Print the listing below line for line, with no changes.

--- BEGIN ENTRIES SHOWN ---

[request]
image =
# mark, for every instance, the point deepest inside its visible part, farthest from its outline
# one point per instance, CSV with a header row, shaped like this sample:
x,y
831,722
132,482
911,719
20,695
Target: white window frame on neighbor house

--- END ENTRIES SHOWN ---

**WRITTEN REPLY**
[request]
image =
# mark, for every instance, the point deepest inside its visible part, farthest from its outline
# one point per instance, CSV with a header row, shaped like this sample:
x,y
831,722
132,482
911,719
20,695
Target: white window frame on neighbor house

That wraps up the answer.